Problem description: Can you reproduce the data beneath, keeping every line exact?

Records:
-- START --

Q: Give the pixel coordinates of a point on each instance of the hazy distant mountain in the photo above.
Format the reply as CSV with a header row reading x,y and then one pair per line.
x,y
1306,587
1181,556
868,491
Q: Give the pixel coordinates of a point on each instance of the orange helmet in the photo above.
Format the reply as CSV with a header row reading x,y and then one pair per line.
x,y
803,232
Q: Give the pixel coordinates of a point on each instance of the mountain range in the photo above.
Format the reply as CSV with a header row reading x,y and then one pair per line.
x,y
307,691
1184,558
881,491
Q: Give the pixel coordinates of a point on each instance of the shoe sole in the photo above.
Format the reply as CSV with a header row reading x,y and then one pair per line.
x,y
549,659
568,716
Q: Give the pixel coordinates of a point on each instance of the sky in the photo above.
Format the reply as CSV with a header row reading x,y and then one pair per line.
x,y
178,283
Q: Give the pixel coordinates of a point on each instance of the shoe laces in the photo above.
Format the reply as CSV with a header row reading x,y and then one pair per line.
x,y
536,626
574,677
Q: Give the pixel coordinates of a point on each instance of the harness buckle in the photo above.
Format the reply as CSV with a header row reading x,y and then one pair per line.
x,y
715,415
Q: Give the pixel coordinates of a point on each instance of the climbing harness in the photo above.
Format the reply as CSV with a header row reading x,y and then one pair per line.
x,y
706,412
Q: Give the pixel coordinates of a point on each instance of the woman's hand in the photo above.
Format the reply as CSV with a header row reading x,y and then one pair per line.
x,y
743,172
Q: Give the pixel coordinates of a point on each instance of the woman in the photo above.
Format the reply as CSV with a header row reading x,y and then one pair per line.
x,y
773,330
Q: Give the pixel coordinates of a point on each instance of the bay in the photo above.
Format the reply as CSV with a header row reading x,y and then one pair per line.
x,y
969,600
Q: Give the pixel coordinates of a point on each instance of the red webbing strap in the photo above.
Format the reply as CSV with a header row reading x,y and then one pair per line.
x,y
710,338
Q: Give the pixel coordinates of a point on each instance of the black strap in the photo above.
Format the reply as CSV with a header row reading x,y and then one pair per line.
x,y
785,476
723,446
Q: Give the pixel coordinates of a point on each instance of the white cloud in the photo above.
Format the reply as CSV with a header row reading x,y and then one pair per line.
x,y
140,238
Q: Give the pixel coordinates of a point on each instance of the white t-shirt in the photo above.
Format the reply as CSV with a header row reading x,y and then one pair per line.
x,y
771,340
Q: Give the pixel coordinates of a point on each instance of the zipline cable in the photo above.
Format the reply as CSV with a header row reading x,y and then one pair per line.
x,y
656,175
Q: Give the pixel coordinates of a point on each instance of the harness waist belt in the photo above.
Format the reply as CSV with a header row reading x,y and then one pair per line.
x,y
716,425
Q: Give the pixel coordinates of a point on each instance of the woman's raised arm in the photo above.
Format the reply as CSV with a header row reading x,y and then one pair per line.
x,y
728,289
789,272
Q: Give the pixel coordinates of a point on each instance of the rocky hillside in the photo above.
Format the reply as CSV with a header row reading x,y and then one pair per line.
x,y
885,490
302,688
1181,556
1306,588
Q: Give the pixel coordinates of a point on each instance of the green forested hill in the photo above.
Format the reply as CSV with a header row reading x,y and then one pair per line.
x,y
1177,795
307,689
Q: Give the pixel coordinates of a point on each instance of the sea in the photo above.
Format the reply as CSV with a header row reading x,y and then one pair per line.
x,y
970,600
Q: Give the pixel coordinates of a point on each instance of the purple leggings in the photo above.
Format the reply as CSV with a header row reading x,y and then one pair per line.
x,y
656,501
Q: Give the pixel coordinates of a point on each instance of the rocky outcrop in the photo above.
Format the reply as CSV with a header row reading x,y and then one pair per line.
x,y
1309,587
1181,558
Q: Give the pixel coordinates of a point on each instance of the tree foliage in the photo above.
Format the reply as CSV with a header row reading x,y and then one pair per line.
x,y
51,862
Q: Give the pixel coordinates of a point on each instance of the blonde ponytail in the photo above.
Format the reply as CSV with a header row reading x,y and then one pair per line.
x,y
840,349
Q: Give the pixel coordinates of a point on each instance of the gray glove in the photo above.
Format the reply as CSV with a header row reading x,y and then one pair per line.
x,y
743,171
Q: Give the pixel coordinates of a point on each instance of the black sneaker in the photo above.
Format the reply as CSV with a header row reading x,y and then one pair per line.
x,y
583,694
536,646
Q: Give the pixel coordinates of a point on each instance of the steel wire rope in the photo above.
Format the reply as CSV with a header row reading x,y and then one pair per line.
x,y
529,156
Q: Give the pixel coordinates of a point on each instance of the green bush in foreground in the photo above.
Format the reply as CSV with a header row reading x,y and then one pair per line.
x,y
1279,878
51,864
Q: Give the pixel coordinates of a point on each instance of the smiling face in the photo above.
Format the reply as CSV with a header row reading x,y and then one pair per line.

-- END --

Exercise response:
Q: Give the pixel coordinates of a point on each instance of the hazy distant mountain in the photo above.
Format the reply as CSV with a header row reading x,y and then one pair per line.
x,y
1306,587
1181,556
868,491
Q: Give the pixel coordinates of a point on each instance of the orange helmet in the photo above.
Format the reply as CSV with a header row reading x,y and then one pair per line.
x,y
803,232
Q: Give the pixel coordinates of a point on each instance of the mountain range in the photo above.
Format the reply as CSV with a header row reading x,y and then one pair per line.
x,y
307,691
1184,558
881,491
Q: Give the pixel coordinates of a point on each instance of the shoe sole in the photo above.
Format the reply as CSV with a header row reading x,y and then one pair per line.
x,y
549,659
568,716
Q: Give the pixel coordinates of a point on each instance of the sky in the photo above.
Format the reply as CSV with a header row reading x,y and then one pair per line.
x,y
178,283
Q: Give the pixel coordinates of a point on each instance of the shoe laces in the photo above.
Format the reply as CSV with a header row reading x,y and then one pair per line.
x,y
536,626
574,677
Q: Give the pixel coordinates of a point on each instance of the harness buckle in the photo above.
Format the reply as CSV with a header row reading x,y and then one pair per line.
x,y
715,415
Q: Give the pixel coordinates of a point on each instance of the climbing harness in the photo above.
Format the reply as CSV with a header row reading x,y and then one pair per line.
x,y
706,412
Q: Give the pixel coordinates of a point on each instance of the woman's hand in the photo above.
Format the reply as CSV with a header row reading x,y and then one pair per line.
x,y
743,172
Q: Give the pixel coordinates of a point on each instance of the woman in the photo above.
Format the reply as CSV with a header row reading x,y and then one pair per line.
x,y
773,330
Q: Give the pixel coordinates of a point on each instance of the bay in the photo above.
Format the reply as CSV with a header row reading x,y and then one pair per line.
x,y
969,600
Q: Give the pixel coordinates of a point on each instance of the red webbing strap in the photo above.
Format the reply as CSV with a header row reading x,y and then one pair per line.
x,y
710,338
Q: Give the pixel coordinates of a point on each instance of the black strap in the photo above.
Format the reply as CSV with a header row reading x,y and then one pair per line.
x,y
785,476
723,446
Q: Give the pixel coordinates of a point on each instance of the white cloud in the photo above.
Format the reply as CSV with a header row reading x,y and then one pair per line.
x,y
140,238
Q: Give the pixel coordinates of a point on each instance of the white t-shirt in the photo above.
Format the reply as CSV with a header row reading x,y and then one pair per line.
x,y
771,340
Q: Give the pixel coordinates of a point on each instance of the zipline cable in the photo above.
Format the reply as CSV with a header row reading x,y and then one pair per line.
x,y
656,175
Q: Give the pixel coordinates of a point on each instance of the harness waist belt in the photo above.
Format the reply as CSV with a header row reading x,y and then one pair per line.
x,y
716,425
Q: Give the pixel coordinates of a point on each instance of the woman's raised arm in the photo above.
Format the reply as CSV with a header row reading x,y and then one pair per line.
x,y
728,289
789,272
Q: Give the pixel coordinates of a point on each instance of the rocky hillside in the photo above.
Format the reply as CSV with a header row reading x,y and then one pair per line.
x,y
885,490
302,688
1181,556
1306,588
Q: Give the pixel coordinates of a point on each instance of the green forested hill in the photo above.
Format the reply as CSV with a header row reading x,y and then one pair per line.
x,y
1177,795
307,689
Q: Give the pixel coordinates of a point on each instance of the sea in the photo above.
Format the reply as CSV with a header row reading x,y and then one pair per line.
x,y
970,600
Q: Give the pixel coordinates of a point on each instance of the purple leggings in the photo above.
Format the reply as CSV with a header row reading x,y and then one pair per line.
x,y
656,501
Q: Give the pixel coordinates of a point on each instance of the rocky outcrop in the photo above.
Format the reply as CSV with a header row reading x,y and then one pair per line.
x,y
1309,587
1181,558
Q: Give the pixel coordinates of a point on each instance of the tree foliage in the photo above.
Format the reply as CSV with a header row reading x,y and then one pair per line.
x,y
51,862
Q: Give the pixel coordinates of a point on each instance of the blonde ponytail in the photo above.
Format the reply as CSV with a header row reading x,y and then one pair per line.
x,y
840,349
Q: Give the pixel coordinates of a point on each instance of the gray glove in the photo above.
Format the reply as CSV with a header row reading x,y and then one pair per line.
x,y
743,171
Q: Give the pixel coordinates of a point on each instance of the black sneaker in the photo above.
Format the reply as CSV with a header row reading x,y and then one pair per line.
x,y
583,694
536,646
Q: Give the pixel coordinates of a point on each instance of the steel wire rope in the photo above.
Format the reply as CSV with a header row reading x,y and then one pair per line.
x,y
529,156
Q: Give the pixel coordinates of a point on each instance of the green bush in foreground in the photo above.
Format the reply as CSV with a header row reading x,y and then one pair per line.
x,y
1279,878
51,864
Q: Give the pixel coordinates of a point on each instance of the smiling face in the photo above.
Format the reply as CSV with a header row reading x,y and then one pair per line.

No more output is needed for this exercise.